It looks like this means the query has already terminated, as can be seen in this local mysql session:

mysql> select sleep(100);
(in another client)
mysql> kill 21;
Query OK, 0 rows affected (0.00 sec)

mysql> kill 21;
ERROR 1094 (HY000): Unknown thread id: 21

so it appears the backend fix would be to catch this error and tell the client the query has already stopped.

That probably means celery isn't reporting on all the ways a query has terminated, or is somehow missing some. Rather than catch the error when the stop button is pressed, celery should have already reported the query has terminated. Which is to say, this needs fixed, but not at the stop button level.

I suspect (most of?) the underlying problem of when the stop button fails is due to the celery worker having already died, and thus the stop command has nothing to tell to stop. This is reported in T278583, while this does not mean that the job is actually not running in the DB somewhere, just without the celery process running, a wiki result, isn't going to update the quarry DB with anything, so the job is, at the least, lost.

I think a reasonable path forward is to merge:
https://gerrit.wikimedia.org/r/c/analytics/quarry/web/+/789196/

Thus returning the submit button to always being available. As such if the stop button works, great, if it fails, the submit button is still there to resubmit the job and abandon the old (still, maybe, running somewhere) job, as things were before the stop button was introduced.

At the same time the stop button could be updated such that it runs an update to quarry.query_run and sets the status to stopped. This would update the interface to stopped. Though has the potential of an oddity: if the celery job didn't actually stop, and completes it will update the job with the output of the query and change the status to completed. This doesn't seem like a terrible thing to me. And should the, celery, job have indeed failed, this would track that the job was manually stopped.

With the above two details I believe we will have solved the most cumbersome elements of the stop button. At which point work should focus on resolving T278583 which should resolve most, if we're lucky all, of the running forever and failure to stop, commands.

Opinions?

Change 789196 merged by jenkins-bot:

[analytics/quarry/web@master] separate stop and submit buttons

https://gerrit.wikimedia.org/r/789196

Change 788719 abandoned by Vivian Rook:

[analytics/quarry/web@master] Remove stop query function

Reason:

https://gerrit.wikimedia.org/r/788719

Change 791669 had a related patch set uploaded (by Vivian Rook; author: Vivian Rook):

[analytics/quarry/web@master] Update stop status directly and catch error

https://gerrit.wikimedia.org/r/791669

Change 791669 merged by jenkins-bot:

[analytics/quarry/web@master] Update stop status directly and catch error

https://gerrit.wikimedia.org/r/791669

I believe with the last merge we will have cleared up the 500 errors, so the user experience should be good in this front now. Background issues mentioned in this ticket are covered in https://phabricator.wikimedia.org/T278583
I'm going to close this ticket. Though please re-open if anything comes up.

rook claimed this task.

> _Records supplied_:
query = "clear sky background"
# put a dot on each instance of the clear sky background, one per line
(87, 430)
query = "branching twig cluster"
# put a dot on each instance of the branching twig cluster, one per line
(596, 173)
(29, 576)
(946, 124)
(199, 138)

> _Brief_: From the Quarry stop-button thread above, extract the passage between "I suspect (most" and "the least, lost.", inclusive.

> _The output_:
I suspect (most of?) the underlying problem of when the stop button fails is due to the celery worker having already died, and thus the stop command has nothing to tell to stop. This is reported in T278583, while this does not mean that the job is actually not running in the DB somewhere, just without the celery process running, a wiki result, isn't going to update the quarry DB with anything, so the job is, at the least, lost.